Yves Vander Cruysen – Les + belles traces de Victor Hugo en Belgique.- Ed. La boîte à Pandore – 342 pages – 18,90 €

Un remarquable travail d’historien, qui se lit comme un roman, tant il est vivant. L’auteur nous rend proche cette haute figure de la littérature grâce aux nombreuses lettres que Victor Hugo adressa à sa famille lors de ses quatorze séjours en Belgique. Non seulement Hugo y est venu par goût, parcourant en tous sens nos villes et nos campagnes, en grand connaisseur et amateur d’art et de beaux paysages, mais il s’y est exilé quand ses positions politiques l’ont chassé de France, et il s’y est plu, malgré l’éloignement de ses proches. Il y a travaillé, il y a publié. C’est cet épisode de sa vie que Vander Cruysen nous donne à lire à travers les courriers, qu’il commente abondamment.

Le talent de Victor Hugo est tel qu’il donnerait au plus sédentaire l’envie de voyager et au plus réfractaire à la lecture l’envie de le lire. Il nous fait prendre ou reprendre conscience de la richesse de notre patrimoine artistique, de la beauté de notre pays, que nous avons parfois tendance à négliger. Mieux que des récits de voyage, ce sont des invitations au voyage. Il nous livre ses impressions (bonnes ou mauvaises) avec enthousiasme, alliant la précision des mots au romantisme de l’esprit. Ainsi, sa description d’un trajet en train, où tout le paysage n’est plus que raies ou taches de couleur, où la locomotive est vue comme une bête mythique, qui aurait pu, inventée quelques siècles plus tôt, prendre des formes encore plus fantastiques que cet air de simple machine.

__OBJECTIF__
Relevez toutes les informations bibliographiques que donne l'en-tête de la critique sur le livre consacré à Victor Hugo en Belgique.

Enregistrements

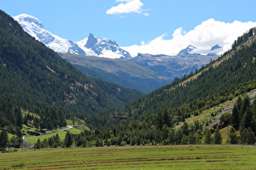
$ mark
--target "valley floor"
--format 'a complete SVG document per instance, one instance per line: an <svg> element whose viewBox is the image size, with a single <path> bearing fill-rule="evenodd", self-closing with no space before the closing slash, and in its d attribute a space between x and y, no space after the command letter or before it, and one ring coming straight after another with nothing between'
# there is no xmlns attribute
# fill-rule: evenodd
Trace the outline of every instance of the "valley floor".
<svg viewBox="0 0 256 170"><path fill-rule="evenodd" d="M254 169L256 147L232 145L111 147L0 154L0 169Z"/></svg>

__RÉPONSE__
- Auteur : Yves Vander Cruysen
- Titre : Les + belles traces de Victor Hugo en Belgique
- Éditeur : La boîte à Pandore
- Nombre de pages : 342
- Prix : 18,90 €